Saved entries
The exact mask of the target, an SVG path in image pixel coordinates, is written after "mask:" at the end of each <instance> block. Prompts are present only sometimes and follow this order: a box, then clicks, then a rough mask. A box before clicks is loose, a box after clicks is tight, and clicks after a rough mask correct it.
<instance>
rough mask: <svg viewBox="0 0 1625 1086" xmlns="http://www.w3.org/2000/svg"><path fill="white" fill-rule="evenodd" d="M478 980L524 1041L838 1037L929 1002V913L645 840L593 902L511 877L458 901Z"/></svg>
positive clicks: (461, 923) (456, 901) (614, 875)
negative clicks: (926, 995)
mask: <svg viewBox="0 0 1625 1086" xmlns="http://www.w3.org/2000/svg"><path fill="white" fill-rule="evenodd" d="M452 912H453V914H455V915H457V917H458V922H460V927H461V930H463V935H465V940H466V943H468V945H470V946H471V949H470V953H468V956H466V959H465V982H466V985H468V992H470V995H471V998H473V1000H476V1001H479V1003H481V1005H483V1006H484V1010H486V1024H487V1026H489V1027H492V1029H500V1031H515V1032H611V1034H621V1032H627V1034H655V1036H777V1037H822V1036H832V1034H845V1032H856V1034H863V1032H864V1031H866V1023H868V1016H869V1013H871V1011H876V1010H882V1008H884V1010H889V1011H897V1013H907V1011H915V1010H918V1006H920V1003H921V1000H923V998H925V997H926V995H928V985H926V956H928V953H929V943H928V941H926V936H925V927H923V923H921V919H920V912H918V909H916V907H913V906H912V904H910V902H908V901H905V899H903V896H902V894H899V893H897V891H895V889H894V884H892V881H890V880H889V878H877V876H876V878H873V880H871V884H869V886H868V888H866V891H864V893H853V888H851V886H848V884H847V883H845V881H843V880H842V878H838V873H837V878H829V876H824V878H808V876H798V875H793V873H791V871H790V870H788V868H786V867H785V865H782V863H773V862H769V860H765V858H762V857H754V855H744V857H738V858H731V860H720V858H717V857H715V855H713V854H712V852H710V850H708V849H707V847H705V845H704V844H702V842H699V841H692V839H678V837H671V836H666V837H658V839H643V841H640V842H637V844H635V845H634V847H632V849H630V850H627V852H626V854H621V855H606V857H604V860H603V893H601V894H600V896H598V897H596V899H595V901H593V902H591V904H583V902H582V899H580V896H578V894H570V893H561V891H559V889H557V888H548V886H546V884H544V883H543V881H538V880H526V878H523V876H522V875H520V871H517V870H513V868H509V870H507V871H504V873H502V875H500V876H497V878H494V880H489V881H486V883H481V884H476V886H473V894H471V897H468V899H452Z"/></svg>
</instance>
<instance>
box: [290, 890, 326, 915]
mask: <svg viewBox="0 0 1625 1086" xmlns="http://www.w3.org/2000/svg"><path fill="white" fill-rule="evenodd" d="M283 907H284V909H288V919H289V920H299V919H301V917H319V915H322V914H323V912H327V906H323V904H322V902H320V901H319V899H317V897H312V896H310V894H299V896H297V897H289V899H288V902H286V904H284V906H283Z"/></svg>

(Exercise directions) Using the data above, return every line that contains the string "rough".

(Response for this exercise)
The exact mask of the target, an SVG path in image pixel coordinates, is written after "mask:" at the end of each <instance> block. Prompts are present only sometimes and follow this order: a box, then clicks, then a rough mask. A box before clicks is loose, a box after clicks is tight, and clicks after a rough mask correct it.
rough mask: <svg viewBox="0 0 1625 1086" xmlns="http://www.w3.org/2000/svg"><path fill="white" fill-rule="evenodd" d="M478 980L524 1041L838 1037L929 1002V913L645 840L593 902L511 877L458 901Z"/></svg>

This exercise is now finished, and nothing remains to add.